:: DATA SUPPLIED

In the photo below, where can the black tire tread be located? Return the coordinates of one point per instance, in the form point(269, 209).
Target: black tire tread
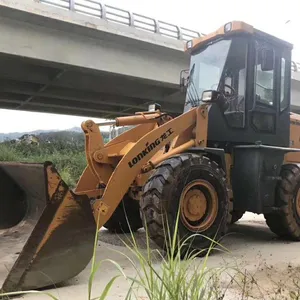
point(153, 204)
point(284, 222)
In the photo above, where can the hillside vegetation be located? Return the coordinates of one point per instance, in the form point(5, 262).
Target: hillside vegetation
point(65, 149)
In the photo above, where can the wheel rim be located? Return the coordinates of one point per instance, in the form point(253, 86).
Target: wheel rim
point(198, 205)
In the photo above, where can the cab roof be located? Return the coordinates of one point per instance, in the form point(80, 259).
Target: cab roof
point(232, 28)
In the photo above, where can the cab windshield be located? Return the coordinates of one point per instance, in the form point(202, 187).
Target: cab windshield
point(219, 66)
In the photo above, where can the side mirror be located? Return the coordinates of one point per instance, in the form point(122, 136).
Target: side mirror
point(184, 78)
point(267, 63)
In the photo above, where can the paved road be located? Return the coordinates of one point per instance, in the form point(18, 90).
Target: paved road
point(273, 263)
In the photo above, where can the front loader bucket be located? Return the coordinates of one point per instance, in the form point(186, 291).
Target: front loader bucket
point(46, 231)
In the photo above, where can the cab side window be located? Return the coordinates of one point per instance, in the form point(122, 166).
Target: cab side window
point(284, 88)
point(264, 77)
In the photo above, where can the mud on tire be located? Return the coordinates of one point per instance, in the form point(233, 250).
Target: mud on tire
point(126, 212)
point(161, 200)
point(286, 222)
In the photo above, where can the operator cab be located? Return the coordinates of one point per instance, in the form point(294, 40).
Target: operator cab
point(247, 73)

::::

Transcribe, word for word, every line from the one containing "In the photo above, where can the side" through the final line of the entries, and nothing else.

WRITTEN RESPONSE:
In the photo above, where can the side mirror be located? Return the coordinates of one point per instance, in the form point(122, 136).
Target: side mirror
point(184, 78)
point(267, 63)
In the photo above, where can the paved road be located? Return the coordinates of one point per instance, in the form point(18, 90).
Target: paved road
point(273, 263)
In the photo above, where can the front loader bucket be located? Return the coordinates of one point per instance, in the form point(186, 291).
Target: front loader bucket
point(46, 231)
In the photo above, where can the cab side window be located? Return the coordinates of one point per instance, in the form point(122, 166).
Target: cab side window
point(284, 88)
point(264, 77)
In the photo above, where can the mud on tire be located? Return the coordinates of one point per instance, in the form point(233, 250).
Target: mud on tire
point(126, 212)
point(161, 200)
point(286, 222)
In the photo above, where can the operator cab be located? Return the coordinates of one point per instance, in the form point(294, 40).
Target: operator cab
point(247, 73)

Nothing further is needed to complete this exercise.